Doubling Down on Dumb

Power Line notes that President Wheezy continues to tout The three percent fabrication. As seen at Twitter (and rebutted by Elon Musk):

… and if you go to Twitter, you'll see "added context", providing links to Politifact (from July 2022), Factcheck (from February 16), and (even) CNN (February 17) debunkings.

In other words, Biden has been lying about this for a long time, and he plans on keeping it up.

Briefly noted:

  • Kevin D. Williamson looks at someone even more Deplorable than Biden:

    Donald Trump says he is going to be arrested on Tuesday. Maybe. Probably not. There are two things we know for certain about Donald Trump: The first is that he is the sort of irritating New York neurotic who believes that he ceases to exist when attention is not being paid to him, and the second is that he is constitutionally incapable of producing three consecutive sentences without a lie in one of them. A lie that brings him attention must be as irresistible as a well-seasoned hunk of porn-star jerky who pays him postcoital hush money rather than his usual arrangement, which goes the other way around. If you cannot see the hand of divine judgment at work in the prospect of this ailing republic being convulsed over an episode that, by the account of one of the intimately involved parties, had all of the impact of a Vienna sausage landing in a catcher’s mitt, then you have no religious imagination at all.

    A few hours after Trump’s claim—in all-caps, of course, from the great sobbing kindergartner of American politics—that he “WILL BE ARRESTED ON TUESDAY OF NEXT WEEK,” a Trump spokesman almost immediately “issued a statement clarifying that Mr. Trump had not written his post with direct knowledge of the timing of any arrest,” as the New York Times gently put it. The spokesman says “there has been no notification,” and people close to the case say that a Tuesday arrest is unlikely, So, more bulls—t from the bulls—t factory. Trump is, of course, calling for protests, as he did leading up to the riot of January 6, 2021, the street-theater complement to the coup d’état he was attempting to orchestrate through various implausible attempts at legal and institutional chicanery.

    It's not Tuesday yet, but it's a safe bet that, whether Trump is arrested or not, stupidity will reign.

  • Emma Camp explains it: Christopher Rufo Wants To Shut Down 'Activist' Academic Departments. Here's Why He's Wrong..

[Collected data]
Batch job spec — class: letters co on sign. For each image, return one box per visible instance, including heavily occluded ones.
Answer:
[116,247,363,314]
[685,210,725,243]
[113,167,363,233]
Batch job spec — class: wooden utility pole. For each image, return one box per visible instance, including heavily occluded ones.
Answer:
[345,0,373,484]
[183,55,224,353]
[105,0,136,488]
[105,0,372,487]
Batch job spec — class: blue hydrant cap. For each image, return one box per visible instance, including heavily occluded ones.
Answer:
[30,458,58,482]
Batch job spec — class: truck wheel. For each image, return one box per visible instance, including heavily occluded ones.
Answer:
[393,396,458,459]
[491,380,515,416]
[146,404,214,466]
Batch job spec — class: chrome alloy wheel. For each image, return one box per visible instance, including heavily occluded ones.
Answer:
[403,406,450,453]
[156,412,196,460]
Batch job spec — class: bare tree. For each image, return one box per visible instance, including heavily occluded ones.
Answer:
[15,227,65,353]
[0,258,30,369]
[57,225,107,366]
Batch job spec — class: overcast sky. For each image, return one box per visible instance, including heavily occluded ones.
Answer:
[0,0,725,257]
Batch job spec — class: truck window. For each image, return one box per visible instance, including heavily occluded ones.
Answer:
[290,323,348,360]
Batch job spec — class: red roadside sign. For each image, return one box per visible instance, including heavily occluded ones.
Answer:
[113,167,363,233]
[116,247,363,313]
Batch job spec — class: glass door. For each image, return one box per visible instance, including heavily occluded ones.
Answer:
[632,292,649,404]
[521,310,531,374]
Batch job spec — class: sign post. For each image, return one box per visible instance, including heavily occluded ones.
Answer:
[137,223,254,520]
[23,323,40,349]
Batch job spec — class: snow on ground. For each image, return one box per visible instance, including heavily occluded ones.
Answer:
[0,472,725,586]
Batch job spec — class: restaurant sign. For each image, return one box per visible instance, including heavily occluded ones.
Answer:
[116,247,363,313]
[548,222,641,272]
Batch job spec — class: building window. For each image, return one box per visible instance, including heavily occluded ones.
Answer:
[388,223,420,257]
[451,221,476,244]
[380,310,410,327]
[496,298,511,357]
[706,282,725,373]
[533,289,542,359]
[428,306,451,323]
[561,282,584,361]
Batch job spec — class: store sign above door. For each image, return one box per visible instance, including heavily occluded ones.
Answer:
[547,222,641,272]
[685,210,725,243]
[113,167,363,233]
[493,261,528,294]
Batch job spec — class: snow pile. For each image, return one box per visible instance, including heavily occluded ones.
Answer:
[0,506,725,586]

WORK ITEM A: In the post about Biden's three percent claim, which sources does the Twitter "added context" link to?
WORK ITEM B: Resume the post about Biden's three percent claim after its last sentence.

ANSWER A: Politifact (from July 2022), Factcheck (from February 16), and CNN (February 17).

ANSWER B:
    In an essay published this week in City Journal, conservative activist Christopher Rufo argued that universities—or rather, the state legislatures governing these universities—should shut down "activist" academic departments. But rather than protecting higher education, forcibly shutting down left-wing academic departments would be nothing more than routine censorship.

    The rebuttal:

    "The argument is incorrect. Professors are not mouthpieces for the government. For decades, the Supreme Court of the United States has defended professors' academic freedom from governmental intrusion," Joe Cohn, legislative and policy director at the Foundation for Individual Rights and Expression (FIRE), tells Reason. "As the Supreme Court wrote in Keyishian v. Board of Regents: 'Our Nation is deeply committed to safeguarding academic freedom, which is of transcendent value to all of us and not merely to the teachers concerned. That freedom is therefore a special concern of the First Amendment, which does not tolerate laws that cast a pall of orthodoxy over the classroom.'"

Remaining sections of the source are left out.